■ Gösterilen metin
^^^^^^^^

Bir Ateiste Cevap
Her insan, kâinattaki bu muazzam ve mükemmel varlıklara bakarak, bunların büyük bir yaratıcısı olduğuna aklen hükmedebilir. Bir bilginin kesinlik kazanması için o konuda ispat edici deliller aranır.
Allah'ın varlığı hakkında da bilgimizin kesinlik kazanması için birçok deliller vardır. Bu deliller, aklî ve naklî deliller olmak üzere iki grupta toplanabilir...
A) Aklî deliller
1-Hudûs (sonradan varolma) delilleriyle Allah'ın varlığını ispat.
Bu âlem, yok iken sonradan var olmuştur. O halde, başlangıcı olmayan bir var ediciye muhtaçtır. Varlığı ve yokluğu
kendinden olmayan bu âlemin, varlığını yokluğuna tercih eden bir mucide ihtiyacı vardır.

^^^^^^^^

■ Mevcut veriler
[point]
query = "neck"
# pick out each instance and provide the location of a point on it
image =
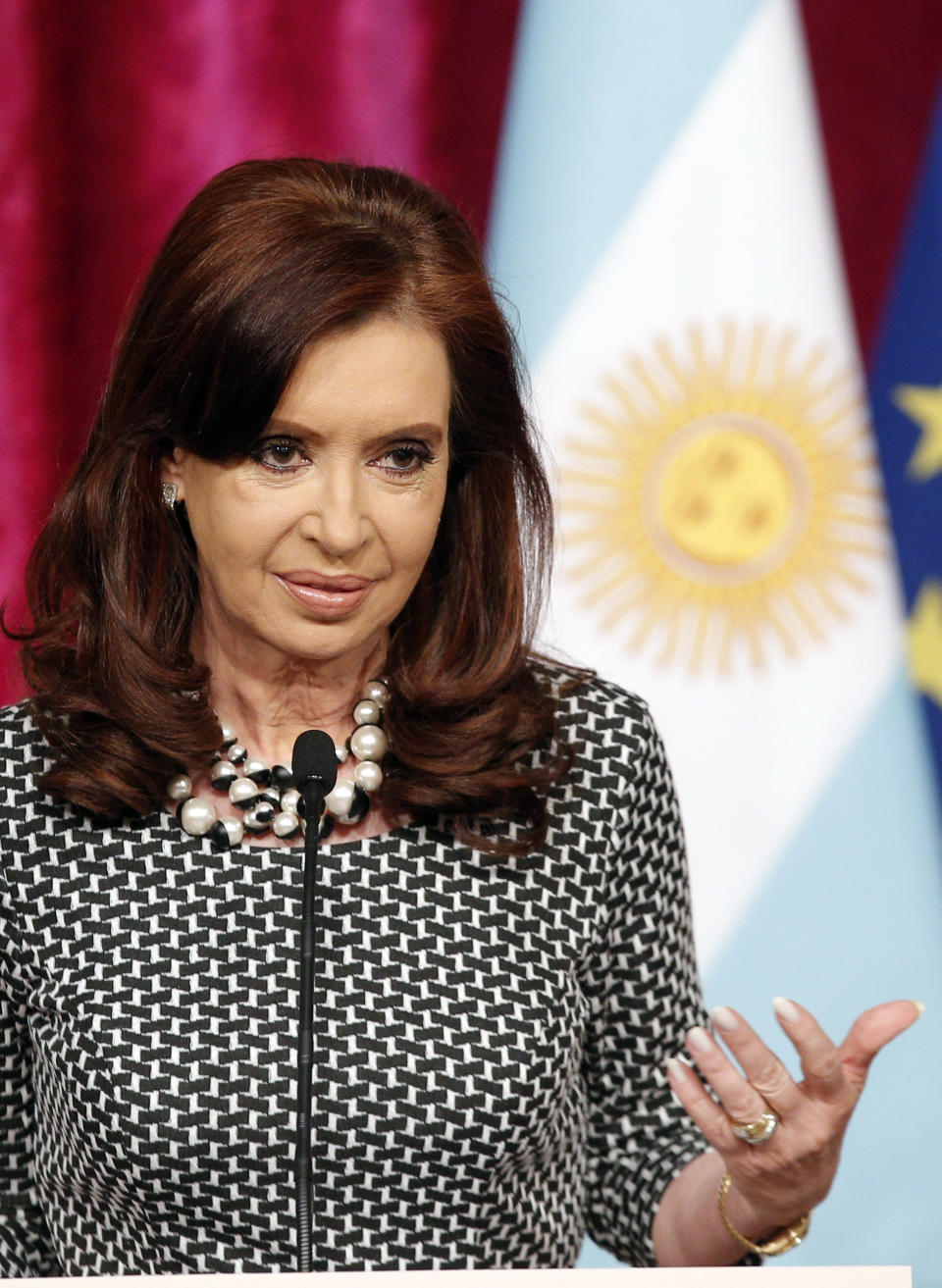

^^^^^^^^

■ Çalışma yönergeleri
**1.** Gösterilen metinde "Bir Ateiste Cevap" kısmından "mucide ihtiyacı vardır." kısmına kadar uzanan bölümü kelimesi kelimesine yazın.
**2.** Gösterilen metne göre aşağıdaki soruları cevaplayın:
(a) Bir bilginin kesinlik kazanması için o konuda ne aranır?
(b) Allah'ın varlığına dair deliller hangi iki grupta toplanabilir?
(c) "Hudûs" kelimesinin parantez içinde verilen karşılığı nedir?
**3.** Lütfen gösterilen metni iki cümleyle özetleyin.

■ Alıştırma cevapları
**1.**
Bir Ateiste Cevap
Her insan, kâinattaki bu muazzam ve mükemmel varlıklara bakarak, bunların büyük bir yaratıcısı olduğuna aklen hükmedebilir. Bir bilginin kesinlik kazanması için o konuda ispat edici deliller aranır.
Allah'ın varlığı hakkında da bilgimizin kesinlik kazanması için birçok deliller vardır. Bu deliller, aklî ve naklî deliller olmak üzere iki grupta toplanabilir...
A) Aklî deliller
1-Hudûs (sonradan varolma) delilleriyle Allah'ın varlığını ispat.
Bu âlem, yok iken sonradan var olmuştur. O halde, başlangıcı olmayan bir var ediciye muhtaçtır. Varlığı ve yokluğu
kendinden olmayan bu âlemin, varlığını yokluğuna tercih eden bir mucide ihtiyacı vardır.

**2.**
(a) İspat edici deliller aranır.
(b) Aklî deliller ve naklî deliller.
(c) Sonradan varolma.

**3.** İnsan, kâinattaki muazzam ve mükemmel varlıklara bakarak bunların büyük bir yaratıcısı olduğuna aklen hükmedebilir. Allah'ın varlığına dair bilginin kesinlik kazanması için aklî ve naklî olmak üzere iki grupta toplanabilen birçok delil vardır ve aklî delillerden hudûs delili, yok iken sonradan var olan âlemin başlangıcı olmayan bir var ediciye, varlığını yokluğuna tercih eden bir mucide muhtaç olduğunu söyler.